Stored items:
........
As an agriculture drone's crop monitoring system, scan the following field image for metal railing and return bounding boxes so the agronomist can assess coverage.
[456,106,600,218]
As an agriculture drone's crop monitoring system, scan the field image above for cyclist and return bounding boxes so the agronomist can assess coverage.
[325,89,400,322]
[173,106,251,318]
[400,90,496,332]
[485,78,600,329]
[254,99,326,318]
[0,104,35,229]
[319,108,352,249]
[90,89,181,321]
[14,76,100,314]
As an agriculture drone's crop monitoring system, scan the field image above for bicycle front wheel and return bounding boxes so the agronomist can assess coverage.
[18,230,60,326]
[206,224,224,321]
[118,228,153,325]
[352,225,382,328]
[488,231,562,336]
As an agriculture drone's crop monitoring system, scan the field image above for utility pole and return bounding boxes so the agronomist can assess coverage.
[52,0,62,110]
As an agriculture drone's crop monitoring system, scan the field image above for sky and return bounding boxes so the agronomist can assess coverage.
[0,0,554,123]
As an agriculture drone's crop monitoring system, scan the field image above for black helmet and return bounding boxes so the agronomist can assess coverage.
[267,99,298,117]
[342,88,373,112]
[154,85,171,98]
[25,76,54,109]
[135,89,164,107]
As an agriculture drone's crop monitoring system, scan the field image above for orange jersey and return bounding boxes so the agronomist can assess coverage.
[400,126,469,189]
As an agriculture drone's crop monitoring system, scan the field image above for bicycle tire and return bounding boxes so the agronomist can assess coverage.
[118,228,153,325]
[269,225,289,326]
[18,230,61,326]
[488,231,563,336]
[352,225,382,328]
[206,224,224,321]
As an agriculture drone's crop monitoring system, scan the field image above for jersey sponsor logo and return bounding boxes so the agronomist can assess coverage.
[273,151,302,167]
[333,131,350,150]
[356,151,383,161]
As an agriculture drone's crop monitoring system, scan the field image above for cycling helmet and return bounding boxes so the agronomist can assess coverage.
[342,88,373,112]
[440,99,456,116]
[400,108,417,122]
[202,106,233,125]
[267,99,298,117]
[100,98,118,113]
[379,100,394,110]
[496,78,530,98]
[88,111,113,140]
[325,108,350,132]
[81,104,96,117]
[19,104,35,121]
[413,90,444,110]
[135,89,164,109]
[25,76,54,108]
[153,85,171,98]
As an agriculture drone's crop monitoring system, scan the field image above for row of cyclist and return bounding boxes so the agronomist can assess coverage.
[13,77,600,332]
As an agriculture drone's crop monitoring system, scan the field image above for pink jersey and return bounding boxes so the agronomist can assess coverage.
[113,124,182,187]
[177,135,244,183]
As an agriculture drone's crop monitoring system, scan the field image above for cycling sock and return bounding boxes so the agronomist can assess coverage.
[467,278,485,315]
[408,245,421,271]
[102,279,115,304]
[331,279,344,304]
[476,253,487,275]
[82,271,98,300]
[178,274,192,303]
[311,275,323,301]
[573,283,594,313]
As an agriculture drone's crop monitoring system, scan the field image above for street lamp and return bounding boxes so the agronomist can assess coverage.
........
Problem to work on:
Reproduce verbatim the stored items, from the very first line down to and including the line that contains "[0,0,554,123]".

Result of the exercise:
As an agriculture drone's crop monitoring system, scan the following field image for metal railing and return bounding boxes so the agronomist can assess coverage.
[456,106,600,218]
As an agriculture drone's crop monitoring system, scan the field image above for cyclist and return bounding boxes so the agronomist can assess coverage.
[325,89,400,322]
[173,106,251,318]
[400,90,496,332]
[485,78,600,329]
[254,99,326,318]
[0,104,35,229]
[319,108,352,249]
[90,89,181,321]
[14,76,100,314]
As an agriculture drone's crop monitoring system, scan the field image above for bicycle front wheel and return bounding boxes so the agronomist can assess coverage.
[18,230,60,326]
[206,224,224,321]
[118,228,153,325]
[352,225,382,328]
[488,231,562,336]
As an agriculture drone's crop monitoring system, scan the field image above for utility pole and return bounding boxes so the agronomist can assess coverage.
[52,0,62,110]
As an agriculture drone's crop monitoring system, scan the field image above for sky and return bounding boxes so the agronomist can assess coverage.
[0,0,554,123]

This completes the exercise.